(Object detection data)
## START
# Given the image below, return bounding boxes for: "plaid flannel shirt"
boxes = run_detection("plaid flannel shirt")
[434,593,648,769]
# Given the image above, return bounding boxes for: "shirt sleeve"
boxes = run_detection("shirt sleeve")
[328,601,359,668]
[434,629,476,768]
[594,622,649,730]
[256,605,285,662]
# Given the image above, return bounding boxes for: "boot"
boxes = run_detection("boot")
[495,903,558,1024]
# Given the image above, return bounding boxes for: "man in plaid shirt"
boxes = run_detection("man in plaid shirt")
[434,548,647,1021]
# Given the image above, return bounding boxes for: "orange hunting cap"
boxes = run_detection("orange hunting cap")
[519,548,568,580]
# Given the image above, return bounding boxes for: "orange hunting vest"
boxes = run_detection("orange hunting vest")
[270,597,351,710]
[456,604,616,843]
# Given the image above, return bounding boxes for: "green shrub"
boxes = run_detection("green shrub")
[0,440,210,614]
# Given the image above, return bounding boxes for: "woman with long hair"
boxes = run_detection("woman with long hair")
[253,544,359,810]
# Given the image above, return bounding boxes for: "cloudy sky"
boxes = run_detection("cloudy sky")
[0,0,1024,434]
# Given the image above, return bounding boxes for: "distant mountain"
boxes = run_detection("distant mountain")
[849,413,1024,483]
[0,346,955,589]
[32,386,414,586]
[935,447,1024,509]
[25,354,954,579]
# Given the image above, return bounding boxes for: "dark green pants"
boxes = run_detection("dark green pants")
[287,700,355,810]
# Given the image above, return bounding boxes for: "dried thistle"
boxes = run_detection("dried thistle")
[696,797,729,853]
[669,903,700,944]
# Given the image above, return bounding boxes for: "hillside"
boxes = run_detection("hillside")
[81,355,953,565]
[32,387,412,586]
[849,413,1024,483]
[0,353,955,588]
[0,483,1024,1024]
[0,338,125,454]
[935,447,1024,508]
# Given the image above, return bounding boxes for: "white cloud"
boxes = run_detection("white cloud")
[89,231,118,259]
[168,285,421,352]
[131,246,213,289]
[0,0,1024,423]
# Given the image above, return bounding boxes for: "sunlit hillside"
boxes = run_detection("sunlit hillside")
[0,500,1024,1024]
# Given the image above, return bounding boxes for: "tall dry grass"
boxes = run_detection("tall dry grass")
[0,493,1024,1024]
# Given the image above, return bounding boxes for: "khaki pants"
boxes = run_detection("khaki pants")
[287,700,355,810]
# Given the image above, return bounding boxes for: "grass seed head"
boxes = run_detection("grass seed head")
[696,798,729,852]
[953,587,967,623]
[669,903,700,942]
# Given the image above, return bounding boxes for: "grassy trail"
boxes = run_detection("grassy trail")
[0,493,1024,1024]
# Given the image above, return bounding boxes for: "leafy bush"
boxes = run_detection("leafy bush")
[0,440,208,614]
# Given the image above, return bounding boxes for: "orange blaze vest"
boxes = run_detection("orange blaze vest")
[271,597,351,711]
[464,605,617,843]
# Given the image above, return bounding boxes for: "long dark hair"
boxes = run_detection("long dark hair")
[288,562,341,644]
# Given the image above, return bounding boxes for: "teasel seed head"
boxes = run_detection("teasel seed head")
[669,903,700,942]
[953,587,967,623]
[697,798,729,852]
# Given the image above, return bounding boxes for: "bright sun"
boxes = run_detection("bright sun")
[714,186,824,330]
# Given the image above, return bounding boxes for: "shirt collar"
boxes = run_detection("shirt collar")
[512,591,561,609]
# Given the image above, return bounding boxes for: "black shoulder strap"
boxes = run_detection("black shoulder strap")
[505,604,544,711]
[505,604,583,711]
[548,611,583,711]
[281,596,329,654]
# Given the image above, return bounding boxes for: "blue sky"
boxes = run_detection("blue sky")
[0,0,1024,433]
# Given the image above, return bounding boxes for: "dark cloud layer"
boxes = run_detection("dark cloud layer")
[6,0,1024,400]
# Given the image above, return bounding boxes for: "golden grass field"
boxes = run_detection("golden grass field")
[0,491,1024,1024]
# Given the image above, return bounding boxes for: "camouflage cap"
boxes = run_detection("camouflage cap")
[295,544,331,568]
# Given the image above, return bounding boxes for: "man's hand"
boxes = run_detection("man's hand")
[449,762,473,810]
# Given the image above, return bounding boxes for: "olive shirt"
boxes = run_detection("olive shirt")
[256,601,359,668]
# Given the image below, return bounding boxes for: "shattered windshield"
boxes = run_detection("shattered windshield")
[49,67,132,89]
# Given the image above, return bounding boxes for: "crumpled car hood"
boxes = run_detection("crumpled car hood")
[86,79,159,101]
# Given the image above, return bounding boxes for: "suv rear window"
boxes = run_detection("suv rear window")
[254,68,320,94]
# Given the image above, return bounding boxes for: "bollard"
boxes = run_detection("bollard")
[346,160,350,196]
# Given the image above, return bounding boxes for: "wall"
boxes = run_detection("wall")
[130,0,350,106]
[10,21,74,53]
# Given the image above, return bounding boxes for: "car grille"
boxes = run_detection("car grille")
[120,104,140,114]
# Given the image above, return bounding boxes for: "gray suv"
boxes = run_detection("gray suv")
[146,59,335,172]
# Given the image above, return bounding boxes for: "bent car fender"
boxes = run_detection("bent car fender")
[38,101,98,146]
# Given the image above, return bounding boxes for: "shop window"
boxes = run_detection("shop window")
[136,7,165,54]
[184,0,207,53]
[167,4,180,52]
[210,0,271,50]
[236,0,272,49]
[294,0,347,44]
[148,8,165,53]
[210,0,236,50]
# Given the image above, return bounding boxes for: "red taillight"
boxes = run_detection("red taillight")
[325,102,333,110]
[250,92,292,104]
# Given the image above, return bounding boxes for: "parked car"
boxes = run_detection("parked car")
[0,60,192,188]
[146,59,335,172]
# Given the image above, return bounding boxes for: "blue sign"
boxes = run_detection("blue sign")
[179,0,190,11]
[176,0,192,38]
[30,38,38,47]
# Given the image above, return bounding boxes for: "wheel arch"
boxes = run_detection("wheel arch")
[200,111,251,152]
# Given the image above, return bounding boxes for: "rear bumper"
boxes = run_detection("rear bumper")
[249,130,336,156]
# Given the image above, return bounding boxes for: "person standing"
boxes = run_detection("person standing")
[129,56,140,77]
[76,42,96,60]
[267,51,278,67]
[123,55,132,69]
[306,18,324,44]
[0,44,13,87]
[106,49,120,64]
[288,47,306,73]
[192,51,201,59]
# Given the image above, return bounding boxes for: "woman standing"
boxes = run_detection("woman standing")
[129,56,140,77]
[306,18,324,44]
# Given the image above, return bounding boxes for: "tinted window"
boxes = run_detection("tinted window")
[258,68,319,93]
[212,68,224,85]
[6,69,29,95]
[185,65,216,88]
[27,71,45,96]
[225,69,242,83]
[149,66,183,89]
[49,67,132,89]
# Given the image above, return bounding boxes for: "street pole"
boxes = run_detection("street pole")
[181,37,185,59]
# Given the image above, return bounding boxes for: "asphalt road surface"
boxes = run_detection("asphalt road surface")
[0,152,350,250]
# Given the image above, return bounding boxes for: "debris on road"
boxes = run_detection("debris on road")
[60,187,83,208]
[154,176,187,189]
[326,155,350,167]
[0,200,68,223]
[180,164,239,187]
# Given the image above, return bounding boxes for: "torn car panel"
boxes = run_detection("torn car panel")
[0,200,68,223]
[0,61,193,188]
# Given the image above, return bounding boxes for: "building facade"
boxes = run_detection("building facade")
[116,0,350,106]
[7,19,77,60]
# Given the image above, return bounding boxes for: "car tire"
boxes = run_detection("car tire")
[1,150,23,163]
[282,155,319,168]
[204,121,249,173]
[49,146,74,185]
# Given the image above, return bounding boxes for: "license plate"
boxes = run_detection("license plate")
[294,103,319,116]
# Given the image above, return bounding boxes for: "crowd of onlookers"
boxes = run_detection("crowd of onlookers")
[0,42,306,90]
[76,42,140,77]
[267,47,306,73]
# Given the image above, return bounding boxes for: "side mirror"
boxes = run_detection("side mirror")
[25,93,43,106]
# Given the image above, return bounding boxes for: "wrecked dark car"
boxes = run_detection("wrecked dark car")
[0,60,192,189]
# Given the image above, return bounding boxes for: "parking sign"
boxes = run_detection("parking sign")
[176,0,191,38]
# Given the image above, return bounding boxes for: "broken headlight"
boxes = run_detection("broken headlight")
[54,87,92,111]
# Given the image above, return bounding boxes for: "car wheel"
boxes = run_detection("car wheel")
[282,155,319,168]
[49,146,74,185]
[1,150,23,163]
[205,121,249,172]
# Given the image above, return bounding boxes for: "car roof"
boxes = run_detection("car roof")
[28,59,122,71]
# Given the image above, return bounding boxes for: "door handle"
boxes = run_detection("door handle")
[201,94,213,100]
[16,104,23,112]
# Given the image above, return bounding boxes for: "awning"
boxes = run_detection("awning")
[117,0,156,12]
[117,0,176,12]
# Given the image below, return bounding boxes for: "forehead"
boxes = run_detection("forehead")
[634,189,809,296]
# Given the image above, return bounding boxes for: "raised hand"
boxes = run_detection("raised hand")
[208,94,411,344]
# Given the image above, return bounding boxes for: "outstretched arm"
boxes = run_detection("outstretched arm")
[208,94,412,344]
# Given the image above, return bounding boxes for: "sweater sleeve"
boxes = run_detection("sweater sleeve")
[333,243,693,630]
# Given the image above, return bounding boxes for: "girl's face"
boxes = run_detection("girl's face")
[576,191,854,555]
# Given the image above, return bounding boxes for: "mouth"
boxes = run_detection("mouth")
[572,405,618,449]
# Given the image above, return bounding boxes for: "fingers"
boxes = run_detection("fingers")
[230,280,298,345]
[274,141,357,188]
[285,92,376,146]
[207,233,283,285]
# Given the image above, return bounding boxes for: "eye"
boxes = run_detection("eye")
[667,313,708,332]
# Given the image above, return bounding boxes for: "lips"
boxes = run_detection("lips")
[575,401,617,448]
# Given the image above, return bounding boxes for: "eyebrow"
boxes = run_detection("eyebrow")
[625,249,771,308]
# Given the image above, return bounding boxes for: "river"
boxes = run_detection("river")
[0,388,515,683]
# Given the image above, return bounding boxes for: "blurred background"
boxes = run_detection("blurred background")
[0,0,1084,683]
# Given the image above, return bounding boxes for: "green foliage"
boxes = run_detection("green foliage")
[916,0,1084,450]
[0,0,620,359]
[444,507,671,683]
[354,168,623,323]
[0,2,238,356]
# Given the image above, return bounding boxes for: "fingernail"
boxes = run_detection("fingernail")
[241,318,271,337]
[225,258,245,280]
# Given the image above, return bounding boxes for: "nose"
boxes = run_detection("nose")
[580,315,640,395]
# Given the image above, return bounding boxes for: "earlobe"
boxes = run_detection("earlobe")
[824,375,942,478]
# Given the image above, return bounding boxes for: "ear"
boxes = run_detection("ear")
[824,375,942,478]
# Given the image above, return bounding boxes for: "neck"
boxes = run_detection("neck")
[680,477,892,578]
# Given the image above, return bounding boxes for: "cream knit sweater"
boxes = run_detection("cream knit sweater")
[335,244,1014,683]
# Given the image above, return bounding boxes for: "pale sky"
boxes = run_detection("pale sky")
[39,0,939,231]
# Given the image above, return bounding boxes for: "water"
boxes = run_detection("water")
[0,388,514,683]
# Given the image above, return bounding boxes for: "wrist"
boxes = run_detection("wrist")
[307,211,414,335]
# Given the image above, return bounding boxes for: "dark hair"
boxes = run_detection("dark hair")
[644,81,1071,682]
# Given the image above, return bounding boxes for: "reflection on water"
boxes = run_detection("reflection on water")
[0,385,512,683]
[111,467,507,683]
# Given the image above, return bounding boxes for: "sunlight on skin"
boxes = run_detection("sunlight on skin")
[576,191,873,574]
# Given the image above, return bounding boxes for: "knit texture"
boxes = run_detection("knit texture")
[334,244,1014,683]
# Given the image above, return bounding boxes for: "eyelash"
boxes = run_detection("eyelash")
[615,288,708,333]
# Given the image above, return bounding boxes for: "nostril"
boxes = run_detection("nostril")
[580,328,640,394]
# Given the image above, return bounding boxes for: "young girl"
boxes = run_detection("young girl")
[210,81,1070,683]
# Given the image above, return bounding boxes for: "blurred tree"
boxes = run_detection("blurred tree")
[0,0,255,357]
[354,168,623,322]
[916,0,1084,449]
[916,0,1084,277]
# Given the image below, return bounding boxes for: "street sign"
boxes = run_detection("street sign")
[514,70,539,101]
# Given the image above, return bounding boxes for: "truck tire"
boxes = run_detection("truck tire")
## END
### AIM OF THE EXERCISE
Can you render the records from the start up to and including the line containing "[495,903,558,1024]" as a two-column CSV headed "query" and "result"? Give one row per detection: its text goes in "query" and its answer in "result", each in a single quoted field with line breaks replaced by spaces.

### RESPONSE FOR THIS EXERCISE
query,result
"# Given the image below, return bounding boxes for: ""plaid flannel shirt"" boxes = run_detection(""plaid flannel shirt"")","[434,593,648,769]"
"# Given the image above, return bounding boxes for: ""shirt sleeve"" boxes = run_detection(""shirt sleeve"")","[328,601,359,668] [434,629,476,768] [594,622,649,730] [256,605,285,662]"
"# Given the image above, return bounding boxes for: ""boot"" boxes = run_detection(""boot"")","[495,903,558,1024]"